WORK ITEM A> Please reproduce the circadian clock summary starting with "Correction: The original" and going on through "has been corrected.", but swap in "thalamus" where "hippocampus" stands.
WORK ITEM B> According to the circadian clock summary, which enzyme determines how rapidly the clock can be reset in response to environmental changes?
WORK ITEM C>
For each statement, answer yes or no by whether it agrees with the circadian clock summary, and quote the deciding words.
(i) CK1δ controls the periodicity of the clock.
(ii) After changes in the light-dark cycle, CK1ε–/– mice reestablished clock coordination with the environment later than wild-type mice.
(iii) Mice were kept in constant darkness for more than 2 weeks before a brief light pulse was given.

─── PASSAGE SHOWN

Editors' ChoiceCircadian Rhythms

A More Responsive Clock

Sci. Signal.  08 Apr 2014:
Vol. 7, Issue 320, pp. ec91
DOI: 10.1126/scisignal.2005343

Circadian clocks control various aspects of animal physiology. Oscillations in the transcription and translation of clock components occur over a 24-hour cycle and are coordinated with the day-night cycle. Changes in the day-night cycle induce changes in the molecular oscillations, enabling the clock to gradually get back in phase with the environment. In mammals, the central circadian clock operates in the suprachiasmatic nucleus (SCN) in the hypothalamus, and peripheral clocks in other organs are coordinated with this master clock. Pilorz et al. report that, whereas casein kinase 1δ (CK1δ) controls the periodicity of the clock, CK1ε determines how rapidly the clock can be reset in response to environmental changes. As assessed by behavioral, metabolic, and molecular criteria, CK1ε–/– mice reestablished central and peripheral clock coordination with the environment after changes in the light-dark cycle sooner than wild-type (WT) mice. When mice were kept in constant darkness for more than 2 weeks, a brief light pulse triggered a greater shift in the phase of the clocks of CK1ε–/– mice compared with the clocks of WT mice. Cultured SCN slices from CK1ε–/– mice exhibited greater phase shifting of circadian oscillations in response to application of the glutamate receptor agonist N-methyl-D-aspartate (NMDA), which mimics the input from light-detecting retinal neurons. Temperature also influences the circadian period, and SCN and lung tissues from CK1ε–/– mice were more responsive to changes in physiologically relevant temperature cycling than those from WT mice. Finally, treating mice with a drug that selectively inhibits CK1ε enhanced phase shifts in response to changes in the light-dark cycle. These greater phase shifts in mice lacking CK1ε function enabled the clock to reset more rapidly in response to environmental changes. CK1-mediated phosphorylation promotes degradation of the clock component PER2, leading the authors to propose that CK1ε activity reduces PER2 accumulation triggered by clock-resetting stimuli, thus reducing the magnitude of phase shifts to buffer the clock from transient or subtle changes in environmental stimuli. These findings also imply that pharmacological inhibition of CK1ε may sensitize the clock to resetting by environmental cues, which could be good news for shift workers and long-distance air travelers.

V. Pilorz, P. S. Cunningham, A. Jackson, A. C. West, T. T. Wager, A. S. I. Loudon, D. A. Bechtold, A novel mechanism controlling resetting speed of the circadian clock to environmental stimuli. Curr. Biol. 24, 766–773 (2014). [PubMed]

Correction: The original text incorrectly stated that the suprachiasmatic nucleus (SCN) is in the hippocampus and the compound N-methyl--aspartate (NMDA) is a neurotransmitter. This has been corrected.

──────
─── RECORDS

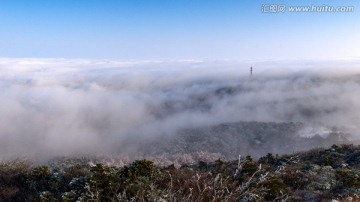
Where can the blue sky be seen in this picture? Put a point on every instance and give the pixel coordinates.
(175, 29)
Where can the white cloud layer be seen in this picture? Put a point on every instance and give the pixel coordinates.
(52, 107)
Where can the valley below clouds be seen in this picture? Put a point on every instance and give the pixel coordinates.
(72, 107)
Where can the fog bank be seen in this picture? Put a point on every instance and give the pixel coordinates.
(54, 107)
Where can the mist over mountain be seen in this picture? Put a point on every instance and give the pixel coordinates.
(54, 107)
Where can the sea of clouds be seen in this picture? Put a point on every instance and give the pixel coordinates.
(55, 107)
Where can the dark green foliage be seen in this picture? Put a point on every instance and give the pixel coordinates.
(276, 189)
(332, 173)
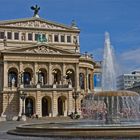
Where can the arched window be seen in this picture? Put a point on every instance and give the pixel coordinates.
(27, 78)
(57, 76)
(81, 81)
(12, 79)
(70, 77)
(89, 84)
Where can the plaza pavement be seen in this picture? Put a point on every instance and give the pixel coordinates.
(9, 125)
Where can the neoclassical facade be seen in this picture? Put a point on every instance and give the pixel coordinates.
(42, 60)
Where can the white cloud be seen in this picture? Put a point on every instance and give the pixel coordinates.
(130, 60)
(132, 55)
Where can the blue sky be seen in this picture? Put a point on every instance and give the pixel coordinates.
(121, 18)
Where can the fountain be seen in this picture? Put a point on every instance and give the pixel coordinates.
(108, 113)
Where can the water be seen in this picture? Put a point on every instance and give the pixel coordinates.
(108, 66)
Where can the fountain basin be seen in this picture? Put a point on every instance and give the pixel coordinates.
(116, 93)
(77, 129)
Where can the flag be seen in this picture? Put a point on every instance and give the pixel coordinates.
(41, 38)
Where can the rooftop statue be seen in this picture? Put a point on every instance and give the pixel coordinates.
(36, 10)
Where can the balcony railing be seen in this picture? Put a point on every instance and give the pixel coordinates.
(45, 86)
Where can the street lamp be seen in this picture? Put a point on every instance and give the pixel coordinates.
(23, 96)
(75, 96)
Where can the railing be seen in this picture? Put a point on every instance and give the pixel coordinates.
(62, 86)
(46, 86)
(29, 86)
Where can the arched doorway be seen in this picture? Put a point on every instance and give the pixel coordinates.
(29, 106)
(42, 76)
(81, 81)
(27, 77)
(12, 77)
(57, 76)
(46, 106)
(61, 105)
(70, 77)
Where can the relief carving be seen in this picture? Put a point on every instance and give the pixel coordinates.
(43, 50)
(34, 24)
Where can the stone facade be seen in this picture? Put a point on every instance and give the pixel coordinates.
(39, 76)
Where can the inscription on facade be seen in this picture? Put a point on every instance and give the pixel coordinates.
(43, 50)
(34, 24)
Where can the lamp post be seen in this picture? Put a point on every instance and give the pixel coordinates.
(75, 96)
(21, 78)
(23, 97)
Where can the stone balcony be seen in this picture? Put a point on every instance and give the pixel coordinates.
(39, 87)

──────
─── RECORDS

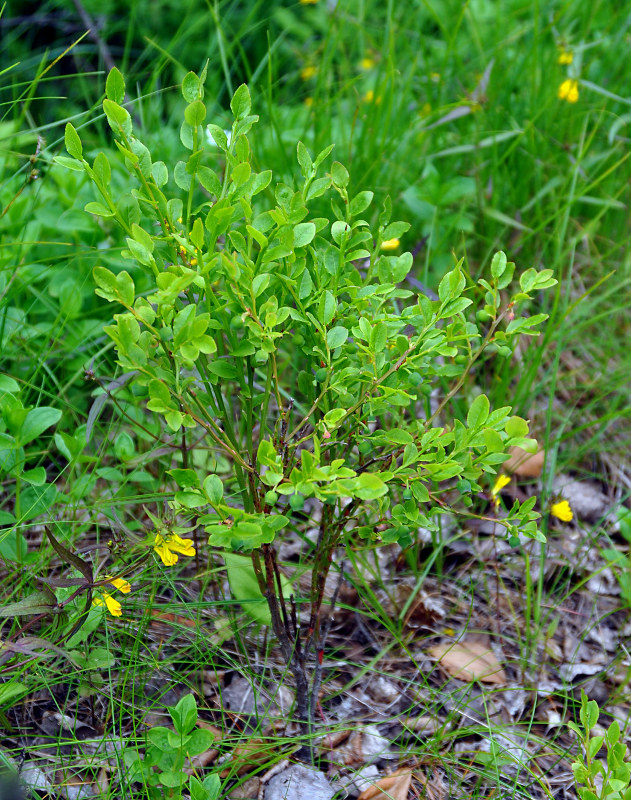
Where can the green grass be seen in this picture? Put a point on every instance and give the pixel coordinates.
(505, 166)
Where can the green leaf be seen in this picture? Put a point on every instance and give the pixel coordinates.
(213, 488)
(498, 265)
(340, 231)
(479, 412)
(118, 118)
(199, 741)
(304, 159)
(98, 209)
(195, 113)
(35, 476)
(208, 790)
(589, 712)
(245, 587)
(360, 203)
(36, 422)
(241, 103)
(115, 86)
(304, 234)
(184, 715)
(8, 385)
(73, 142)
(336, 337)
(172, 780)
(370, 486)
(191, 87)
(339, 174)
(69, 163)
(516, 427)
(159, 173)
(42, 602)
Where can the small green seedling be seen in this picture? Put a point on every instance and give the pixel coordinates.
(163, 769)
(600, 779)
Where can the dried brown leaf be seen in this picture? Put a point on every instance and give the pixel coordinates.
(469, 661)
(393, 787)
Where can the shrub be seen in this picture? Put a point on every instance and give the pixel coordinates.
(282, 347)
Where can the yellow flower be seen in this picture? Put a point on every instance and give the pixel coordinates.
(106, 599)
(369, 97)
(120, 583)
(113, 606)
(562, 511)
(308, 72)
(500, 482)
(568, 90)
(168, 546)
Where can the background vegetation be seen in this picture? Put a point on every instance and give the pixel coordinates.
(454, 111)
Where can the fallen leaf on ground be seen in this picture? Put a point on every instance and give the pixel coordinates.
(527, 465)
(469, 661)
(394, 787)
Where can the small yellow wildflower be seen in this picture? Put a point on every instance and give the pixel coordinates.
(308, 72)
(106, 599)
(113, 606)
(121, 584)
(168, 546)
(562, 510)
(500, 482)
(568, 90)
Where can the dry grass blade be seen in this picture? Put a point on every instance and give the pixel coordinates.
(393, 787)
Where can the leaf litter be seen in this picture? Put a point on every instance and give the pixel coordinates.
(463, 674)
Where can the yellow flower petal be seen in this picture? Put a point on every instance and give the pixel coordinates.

──────

RESPONSE BOX A>
Correction: The original text incorrectly stated that the suprachiasmatic nucleus (SCN) is in the thalamus and the compound N-methyl--aspartate (NMDA) is a neurotransmitter. This has been corrected.

RESPONSE BOX B> CK1ε

RESPONSE BOX C>
(i) Yes: "casein kinase 1δ (CK1δ) controls the periodicity of the clock"
(ii) No: "sooner than wild-type (WT) mice"
(iii) Yes: "When mice were kept in constant darkness for more than 2 weeks, a brief light pulse triggered"